About this exercise: Lines holding the string "Object" are the ones to copy from this listing.

Record set:

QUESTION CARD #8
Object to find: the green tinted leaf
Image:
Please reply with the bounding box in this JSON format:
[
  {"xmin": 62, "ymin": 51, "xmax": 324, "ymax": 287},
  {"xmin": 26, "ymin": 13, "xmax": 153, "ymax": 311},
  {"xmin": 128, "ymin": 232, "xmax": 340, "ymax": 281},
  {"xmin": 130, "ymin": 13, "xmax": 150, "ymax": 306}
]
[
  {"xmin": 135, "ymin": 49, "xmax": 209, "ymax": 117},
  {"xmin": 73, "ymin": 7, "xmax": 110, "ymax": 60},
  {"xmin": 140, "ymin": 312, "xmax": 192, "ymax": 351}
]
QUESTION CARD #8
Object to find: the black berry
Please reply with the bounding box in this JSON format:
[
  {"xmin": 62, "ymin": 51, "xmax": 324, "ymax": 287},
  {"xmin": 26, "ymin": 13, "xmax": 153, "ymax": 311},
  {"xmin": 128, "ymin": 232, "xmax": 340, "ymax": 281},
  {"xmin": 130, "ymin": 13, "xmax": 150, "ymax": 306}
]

Answer box:
Object to find: the green tinted leaf
Object to find: the black berry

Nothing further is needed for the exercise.